DIRECTIONS:
Can you extract, without any change, every line of the entries below, from the line containing "Target = blue image on laptop screen" down to the line containing "x=918 y=396", with both of those lines included?

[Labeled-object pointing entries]
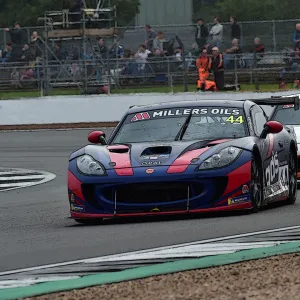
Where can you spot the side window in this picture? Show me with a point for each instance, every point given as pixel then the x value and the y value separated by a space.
pixel 258 119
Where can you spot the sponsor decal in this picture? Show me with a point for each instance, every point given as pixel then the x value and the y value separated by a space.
pixel 250 123
pixel 196 111
pixel 155 209
pixel 140 116
pixel 276 171
pixel 276 191
pixel 72 198
pixel 77 208
pixel 233 120
pixel 233 114
pixel 245 189
pixel 237 200
pixel 151 163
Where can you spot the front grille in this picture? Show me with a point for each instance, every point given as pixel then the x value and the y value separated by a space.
pixel 153 192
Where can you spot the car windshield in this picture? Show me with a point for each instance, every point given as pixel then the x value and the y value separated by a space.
pixel 287 115
pixel 206 123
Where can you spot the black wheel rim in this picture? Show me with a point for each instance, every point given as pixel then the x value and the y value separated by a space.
pixel 292 176
pixel 256 185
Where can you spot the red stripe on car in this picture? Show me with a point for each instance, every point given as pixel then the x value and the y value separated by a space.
pixel 75 186
pixel 121 160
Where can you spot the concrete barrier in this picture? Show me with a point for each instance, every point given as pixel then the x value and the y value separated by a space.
pixel 96 108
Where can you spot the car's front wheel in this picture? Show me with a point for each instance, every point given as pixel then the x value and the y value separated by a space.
pixel 292 178
pixel 256 186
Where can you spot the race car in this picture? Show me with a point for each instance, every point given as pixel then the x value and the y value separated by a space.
pixel 185 157
pixel 290 118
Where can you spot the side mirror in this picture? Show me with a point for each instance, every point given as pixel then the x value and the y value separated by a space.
pixel 97 137
pixel 271 127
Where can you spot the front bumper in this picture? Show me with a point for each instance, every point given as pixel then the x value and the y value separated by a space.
pixel 194 192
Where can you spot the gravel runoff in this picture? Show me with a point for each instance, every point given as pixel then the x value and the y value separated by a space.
pixel 272 278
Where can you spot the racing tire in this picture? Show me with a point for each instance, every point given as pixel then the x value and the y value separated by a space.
pixel 293 186
pixel 256 185
pixel 89 221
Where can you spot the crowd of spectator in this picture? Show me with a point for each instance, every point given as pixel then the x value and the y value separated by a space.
pixel 155 48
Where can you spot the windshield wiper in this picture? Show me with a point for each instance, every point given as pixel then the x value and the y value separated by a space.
pixel 184 127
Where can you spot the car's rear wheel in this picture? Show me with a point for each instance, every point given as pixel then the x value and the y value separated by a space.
pixel 89 221
pixel 256 186
pixel 292 178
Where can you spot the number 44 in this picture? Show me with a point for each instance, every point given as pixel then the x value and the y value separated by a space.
pixel 237 120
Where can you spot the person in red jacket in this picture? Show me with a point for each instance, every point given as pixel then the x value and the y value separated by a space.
pixel 203 64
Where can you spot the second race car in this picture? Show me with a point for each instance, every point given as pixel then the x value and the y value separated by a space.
pixel 290 118
pixel 185 157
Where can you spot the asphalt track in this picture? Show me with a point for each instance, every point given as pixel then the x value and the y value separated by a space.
pixel 35 228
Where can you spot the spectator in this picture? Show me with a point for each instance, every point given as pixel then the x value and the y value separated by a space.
pixel 101 51
pixel 201 34
pixel 117 51
pixel 296 38
pixel 204 61
pixel 158 43
pixel 151 35
pixel 258 49
pixel 231 53
pixel 7 53
pixel 216 33
pixel 37 43
pixel 208 48
pixel 141 58
pixel 16 35
pixel 60 52
pixel 218 68
pixel 178 54
pixel 27 54
pixel 235 29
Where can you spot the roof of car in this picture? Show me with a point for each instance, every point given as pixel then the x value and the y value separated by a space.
pixel 187 104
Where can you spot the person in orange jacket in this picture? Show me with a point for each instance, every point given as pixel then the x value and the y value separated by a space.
pixel 203 64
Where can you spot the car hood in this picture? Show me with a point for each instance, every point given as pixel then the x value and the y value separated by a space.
pixel 297 132
pixel 151 154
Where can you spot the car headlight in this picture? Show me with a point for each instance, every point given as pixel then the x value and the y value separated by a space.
pixel 223 158
pixel 87 165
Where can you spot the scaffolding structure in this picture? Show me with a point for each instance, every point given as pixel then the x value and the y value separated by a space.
pixel 86 25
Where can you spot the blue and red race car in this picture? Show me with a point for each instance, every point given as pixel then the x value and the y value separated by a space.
pixel 185 157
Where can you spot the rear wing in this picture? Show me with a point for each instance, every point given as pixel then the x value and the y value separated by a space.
pixel 292 100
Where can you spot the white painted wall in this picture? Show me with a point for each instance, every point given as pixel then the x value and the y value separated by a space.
pixel 98 108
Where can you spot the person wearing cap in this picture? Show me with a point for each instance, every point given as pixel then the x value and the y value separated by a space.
pixel 218 68
pixel 17 40
pixel 16 34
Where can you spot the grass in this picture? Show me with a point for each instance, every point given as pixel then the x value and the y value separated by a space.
pixel 157 89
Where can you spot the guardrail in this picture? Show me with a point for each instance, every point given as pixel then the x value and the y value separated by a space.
pixel 130 72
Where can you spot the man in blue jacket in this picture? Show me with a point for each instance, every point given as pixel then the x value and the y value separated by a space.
pixel 296 37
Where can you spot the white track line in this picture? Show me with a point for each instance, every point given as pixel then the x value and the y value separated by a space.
pixel 91 260
pixel 44 176
pixel 11 178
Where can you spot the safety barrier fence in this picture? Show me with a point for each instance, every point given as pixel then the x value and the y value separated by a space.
pixel 275 34
pixel 154 72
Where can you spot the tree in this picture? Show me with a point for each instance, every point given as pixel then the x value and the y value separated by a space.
pixel 27 12
pixel 246 10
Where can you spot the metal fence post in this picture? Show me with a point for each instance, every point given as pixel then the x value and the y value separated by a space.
pixel 274 35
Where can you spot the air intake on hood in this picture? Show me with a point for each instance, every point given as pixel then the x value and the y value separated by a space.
pixel 157 150
pixel 118 149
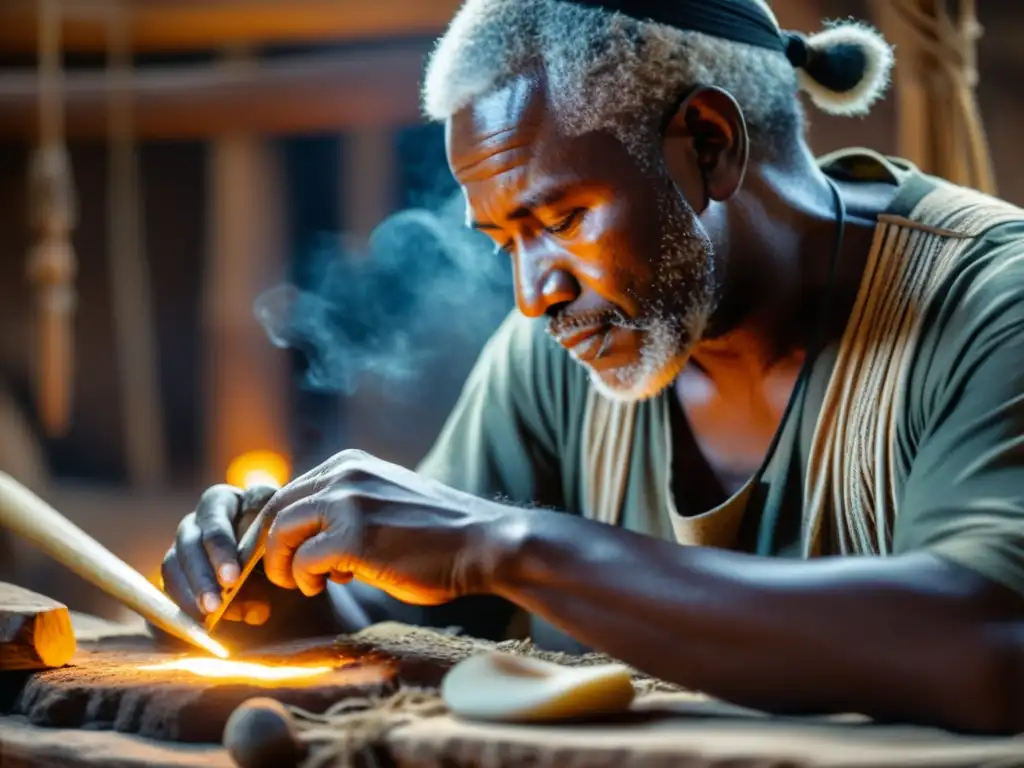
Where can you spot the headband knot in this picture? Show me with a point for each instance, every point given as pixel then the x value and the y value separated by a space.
pixel 797 50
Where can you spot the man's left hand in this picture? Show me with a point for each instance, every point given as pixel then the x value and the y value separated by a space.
pixel 357 516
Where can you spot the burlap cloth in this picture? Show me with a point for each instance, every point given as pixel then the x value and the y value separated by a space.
pixel 667 727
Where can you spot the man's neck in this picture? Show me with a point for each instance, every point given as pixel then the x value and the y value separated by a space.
pixel 776 241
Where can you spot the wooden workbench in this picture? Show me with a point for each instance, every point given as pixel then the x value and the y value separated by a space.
pixel 668 729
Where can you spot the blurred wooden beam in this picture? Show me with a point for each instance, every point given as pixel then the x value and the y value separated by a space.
pixel 289 95
pixel 165 26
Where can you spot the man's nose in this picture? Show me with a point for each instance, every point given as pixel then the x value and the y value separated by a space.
pixel 541 289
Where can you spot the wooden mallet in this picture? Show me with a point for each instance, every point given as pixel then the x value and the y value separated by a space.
pixel 27 514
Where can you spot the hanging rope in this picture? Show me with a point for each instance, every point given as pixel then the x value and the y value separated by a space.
pixel 52 267
pixel 937 73
pixel 131 303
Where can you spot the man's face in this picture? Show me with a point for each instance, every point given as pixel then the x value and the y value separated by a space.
pixel 606 249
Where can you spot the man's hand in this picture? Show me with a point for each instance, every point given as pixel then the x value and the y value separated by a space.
pixel 204 558
pixel 356 516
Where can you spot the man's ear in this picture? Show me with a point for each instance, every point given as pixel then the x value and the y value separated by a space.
pixel 711 125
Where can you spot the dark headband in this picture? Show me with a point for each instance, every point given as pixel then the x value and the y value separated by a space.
pixel 738 20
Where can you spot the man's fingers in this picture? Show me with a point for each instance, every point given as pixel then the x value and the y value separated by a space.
pixel 194 562
pixel 290 530
pixel 314 560
pixel 216 514
pixel 176 585
pixel 255 613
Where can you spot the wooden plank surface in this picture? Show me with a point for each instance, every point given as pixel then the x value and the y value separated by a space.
pixel 35 632
pixel 24 745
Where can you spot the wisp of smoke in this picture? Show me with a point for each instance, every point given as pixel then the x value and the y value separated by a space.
pixel 423 282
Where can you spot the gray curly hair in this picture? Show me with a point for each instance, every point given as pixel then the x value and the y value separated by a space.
pixel 608 71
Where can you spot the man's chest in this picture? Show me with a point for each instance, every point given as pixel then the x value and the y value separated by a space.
pixel 730 422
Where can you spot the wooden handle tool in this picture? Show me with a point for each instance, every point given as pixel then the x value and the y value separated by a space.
pixel 27 514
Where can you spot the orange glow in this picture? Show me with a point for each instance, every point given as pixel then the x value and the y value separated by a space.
pixel 259 468
pixel 242 671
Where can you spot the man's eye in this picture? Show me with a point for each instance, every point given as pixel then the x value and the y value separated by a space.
pixel 568 223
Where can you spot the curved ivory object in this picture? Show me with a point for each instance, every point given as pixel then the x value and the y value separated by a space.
pixel 501 687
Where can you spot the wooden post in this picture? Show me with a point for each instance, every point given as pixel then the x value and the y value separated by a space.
pixel 135 333
pixel 368 178
pixel 246 376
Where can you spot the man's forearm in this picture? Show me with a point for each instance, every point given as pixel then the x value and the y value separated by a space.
pixel 910 638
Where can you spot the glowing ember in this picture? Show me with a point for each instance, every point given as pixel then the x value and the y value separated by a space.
pixel 224 670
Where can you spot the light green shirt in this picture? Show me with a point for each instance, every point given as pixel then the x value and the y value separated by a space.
pixel 957 438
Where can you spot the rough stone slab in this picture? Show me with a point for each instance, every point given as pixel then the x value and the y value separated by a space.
pixel 26 745
pixel 104 688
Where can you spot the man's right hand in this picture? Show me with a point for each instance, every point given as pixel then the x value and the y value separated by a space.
pixel 204 559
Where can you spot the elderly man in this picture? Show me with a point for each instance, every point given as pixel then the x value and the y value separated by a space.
pixel 757 427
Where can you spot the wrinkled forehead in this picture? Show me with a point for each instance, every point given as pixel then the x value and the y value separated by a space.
pixel 504 123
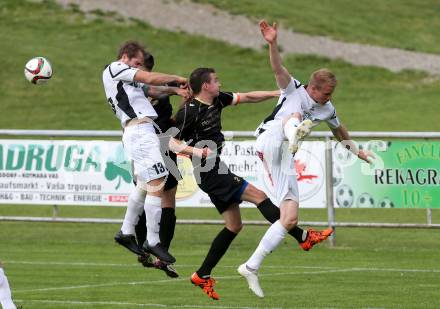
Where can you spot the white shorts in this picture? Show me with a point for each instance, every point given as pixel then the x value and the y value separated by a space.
pixel 278 164
pixel 142 147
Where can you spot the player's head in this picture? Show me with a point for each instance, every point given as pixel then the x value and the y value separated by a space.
pixel 148 61
pixel 321 85
pixel 204 79
pixel 132 54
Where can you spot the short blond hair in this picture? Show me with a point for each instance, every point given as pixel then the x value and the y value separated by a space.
pixel 322 77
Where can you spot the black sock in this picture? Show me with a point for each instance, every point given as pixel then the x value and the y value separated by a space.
pixel 272 214
pixel 167 226
pixel 141 230
pixel 219 246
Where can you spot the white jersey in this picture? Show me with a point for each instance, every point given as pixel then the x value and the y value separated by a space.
pixel 125 96
pixel 295 99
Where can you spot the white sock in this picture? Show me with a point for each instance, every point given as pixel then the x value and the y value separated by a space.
pixel 153 211
pixel 290 127
pixel 135 207
pixel 5 292
pixel 273 237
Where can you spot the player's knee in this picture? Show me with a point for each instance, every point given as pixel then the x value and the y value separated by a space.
pixel 256 196
pixel 235 228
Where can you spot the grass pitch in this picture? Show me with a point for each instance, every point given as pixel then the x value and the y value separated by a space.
pixel 67 265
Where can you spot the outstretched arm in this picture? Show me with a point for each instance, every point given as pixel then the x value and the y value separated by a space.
pixel 178 146
pixel 256 96
pixel 158 79
pixel 158 92
pixel 342 135
pixel 270 33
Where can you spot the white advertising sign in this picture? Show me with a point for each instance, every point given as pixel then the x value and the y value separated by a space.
pixel 97 173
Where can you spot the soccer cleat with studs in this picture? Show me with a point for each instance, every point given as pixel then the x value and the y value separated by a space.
pixel 169 270
pixel 147 260
pixel 315 237
pixel 129 242
pixel 159 251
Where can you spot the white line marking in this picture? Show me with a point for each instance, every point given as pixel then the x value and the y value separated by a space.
pixel 87 303
pixel 234 277
pixel 137 265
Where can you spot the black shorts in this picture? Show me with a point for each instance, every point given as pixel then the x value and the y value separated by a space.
pixel 224 189
pixel 171 180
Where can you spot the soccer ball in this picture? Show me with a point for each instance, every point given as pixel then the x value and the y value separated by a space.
pixel 338 175
pixel 365 200
pixel 38 70
pixel 386 203
pixel 344 196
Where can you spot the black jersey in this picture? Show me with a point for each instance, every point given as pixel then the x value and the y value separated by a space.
pixel 164 111
pixel 200 122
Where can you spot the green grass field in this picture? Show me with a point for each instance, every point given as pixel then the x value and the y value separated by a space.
pixel 66 265
pixel 69 265
pixel 79 46
pixel 406 24
pixel 72 265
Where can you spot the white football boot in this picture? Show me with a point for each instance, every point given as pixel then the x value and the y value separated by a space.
pixel 302 130
pixel 252 279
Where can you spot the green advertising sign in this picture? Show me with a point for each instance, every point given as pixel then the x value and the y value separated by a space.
pixel 404 174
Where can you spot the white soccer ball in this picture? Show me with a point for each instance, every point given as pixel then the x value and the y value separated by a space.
pixel 365 200
pixel 38 70
pixel 386 203
pixel 344 196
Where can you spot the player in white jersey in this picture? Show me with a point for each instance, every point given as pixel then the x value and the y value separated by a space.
pixel 123 83
pixel 299 108
pixel 5 291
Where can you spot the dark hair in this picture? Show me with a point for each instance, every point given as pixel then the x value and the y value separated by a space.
pixel 148 61
pixel 198 77
pixel 131 49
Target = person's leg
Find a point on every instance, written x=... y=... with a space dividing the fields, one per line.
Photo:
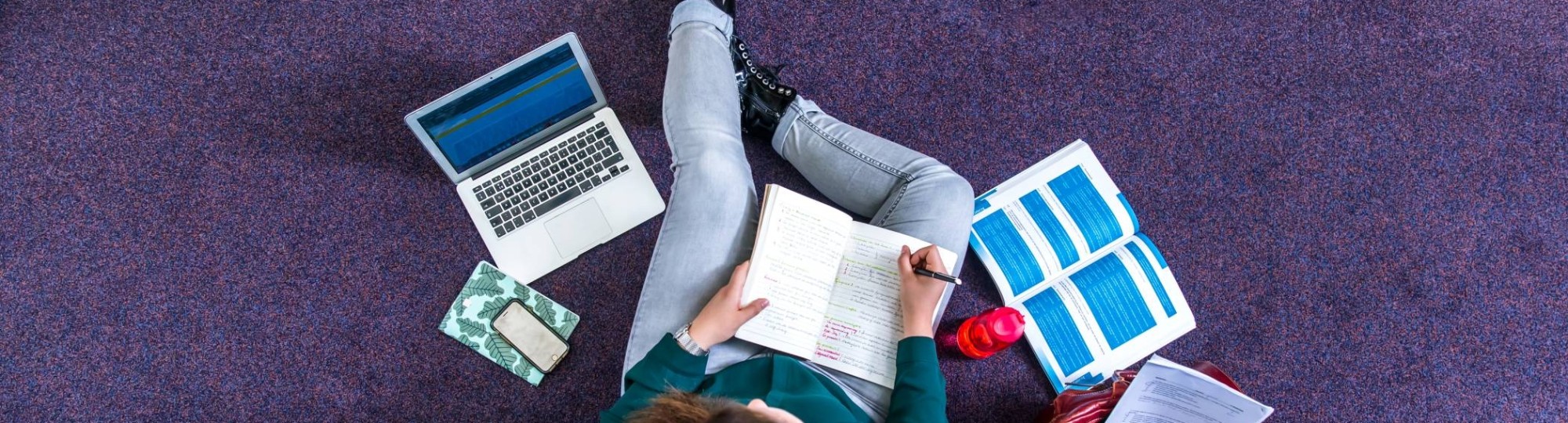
x=899 y=189
x=713 y=209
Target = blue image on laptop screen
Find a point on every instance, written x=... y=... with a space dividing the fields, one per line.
x=510 y=109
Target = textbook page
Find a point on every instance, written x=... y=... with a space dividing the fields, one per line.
x=1119 y=308
x=793 y=266
x=1050 y=220
x=1167 y=392
x=865 y=322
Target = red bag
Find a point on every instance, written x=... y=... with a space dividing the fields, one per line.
x=1094 y=405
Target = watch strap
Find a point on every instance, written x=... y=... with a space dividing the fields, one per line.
x=684 y=339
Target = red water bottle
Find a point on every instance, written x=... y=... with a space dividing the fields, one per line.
x=992 y=331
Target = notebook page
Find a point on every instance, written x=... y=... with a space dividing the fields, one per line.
x=865 y=320
x=793 y=266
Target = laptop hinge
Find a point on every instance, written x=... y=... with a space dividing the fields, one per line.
x=487 y=170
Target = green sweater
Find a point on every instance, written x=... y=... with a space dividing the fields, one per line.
x=918 y=396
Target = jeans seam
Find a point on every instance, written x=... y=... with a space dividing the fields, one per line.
x=904 y=190
x=854 y=153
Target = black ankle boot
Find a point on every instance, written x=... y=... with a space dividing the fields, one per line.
x=763 y=96
x=725 y=5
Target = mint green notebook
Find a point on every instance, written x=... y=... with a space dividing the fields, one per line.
x=485 y=295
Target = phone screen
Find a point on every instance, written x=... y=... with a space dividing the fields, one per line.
x=526 y=333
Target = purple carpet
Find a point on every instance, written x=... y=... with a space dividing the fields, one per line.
x=214 y=212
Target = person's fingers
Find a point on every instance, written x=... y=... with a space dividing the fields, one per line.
x=932 y=259
x=755 y=308
x=739 y=277
x=906 y=261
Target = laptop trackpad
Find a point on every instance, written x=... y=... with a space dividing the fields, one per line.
x=578 y=230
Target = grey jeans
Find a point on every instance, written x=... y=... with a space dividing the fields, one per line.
x=713 y=212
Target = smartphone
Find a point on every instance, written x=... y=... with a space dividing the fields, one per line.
x=526 y=333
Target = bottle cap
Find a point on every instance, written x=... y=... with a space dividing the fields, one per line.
x=1007 y=325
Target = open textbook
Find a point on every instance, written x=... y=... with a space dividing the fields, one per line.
x=832 y=284
x=1064 y=248
x=1167 y=392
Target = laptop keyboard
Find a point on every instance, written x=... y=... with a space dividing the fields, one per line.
x=542 y=184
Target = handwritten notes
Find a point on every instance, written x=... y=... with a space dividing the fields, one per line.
x=865 y=320
x=833 y=286
x=793 y=267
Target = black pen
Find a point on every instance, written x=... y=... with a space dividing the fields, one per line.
x=938 y=277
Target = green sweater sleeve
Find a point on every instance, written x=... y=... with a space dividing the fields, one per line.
x=918 y=391
x=664 y=369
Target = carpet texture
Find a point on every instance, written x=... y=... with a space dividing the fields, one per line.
x=211 y=211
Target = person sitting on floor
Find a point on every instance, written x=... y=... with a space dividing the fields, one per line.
x=700 y=374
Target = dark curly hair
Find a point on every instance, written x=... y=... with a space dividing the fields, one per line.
x=689 y=408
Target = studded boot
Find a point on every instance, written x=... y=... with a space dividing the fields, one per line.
x=763 y=96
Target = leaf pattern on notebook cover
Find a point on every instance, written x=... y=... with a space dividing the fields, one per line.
x=482 y=298
x=493 y=308
x=471 y=328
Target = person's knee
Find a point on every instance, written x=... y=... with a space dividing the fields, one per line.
x=716 y=164
x=948 y=189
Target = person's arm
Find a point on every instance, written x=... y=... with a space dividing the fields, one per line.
x=669 y=367
x=918 y=389
x=664 y=369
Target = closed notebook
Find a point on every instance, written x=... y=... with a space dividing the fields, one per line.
x=477 y=305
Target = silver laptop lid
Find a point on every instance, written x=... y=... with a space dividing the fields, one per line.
x=510 y=110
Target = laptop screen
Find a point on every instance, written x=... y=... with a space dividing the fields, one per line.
x=510 y=109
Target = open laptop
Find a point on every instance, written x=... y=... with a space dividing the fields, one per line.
x=540 y=161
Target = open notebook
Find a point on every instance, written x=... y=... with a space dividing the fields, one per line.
x=832 y=284
x=1065 y=250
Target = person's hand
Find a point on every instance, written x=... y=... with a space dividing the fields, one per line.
x=918 y=295
x=724 y=314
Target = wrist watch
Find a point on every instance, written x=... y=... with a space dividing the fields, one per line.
x=684 y=339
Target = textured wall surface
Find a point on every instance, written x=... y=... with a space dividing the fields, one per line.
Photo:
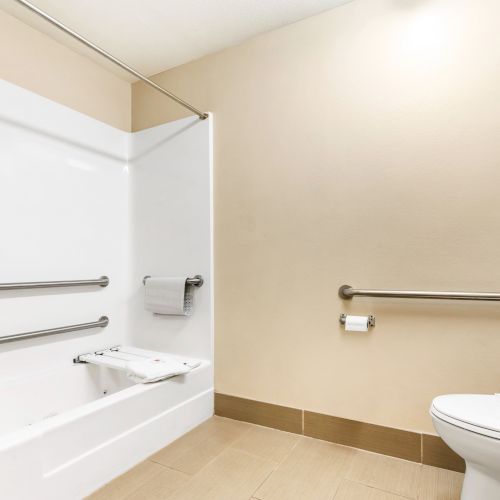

RESPONSE TO THE EXERCISE:
Target = blue image on laptop screen
Find a point on every instance, written x=... y=... with a space dividing the fields, one per line.
x=510 y=109
Target = textbook page
Find a point on every instance, written x=... y=... with a space dividing the fields, one per line.
x=1119 y=308
x=793 y=266
x=1050 y=220
x=1167 y=392
x=865 y=322
Target = red bag
Find a point on every instance, written x=... y=... with a space dividing the fields, one per line.
x=1094 y=405
Target = watch strap
Find a point on every instance, written x=... y=... with a space dividing the fields, one per line.
x=684 y=339
Target = red water bottle
Find a point on every instance, written x=... y=... with a space dividing the fields, one per line.
x=992 y=331
Target = notebook page
Find a point on every instance, written x=... y=... with a space dividing the fields, one per line.
x=865 y=320
x=793 y=266
Target = laptop hinge
Find a point on every instance, written x=... y=... with a space dividing the fields, one per line.
x=487 y=170
Target = green sweater
Find a point on every instance, written x=... y=... with a space dividing the fields, one per line.
x=918 y=396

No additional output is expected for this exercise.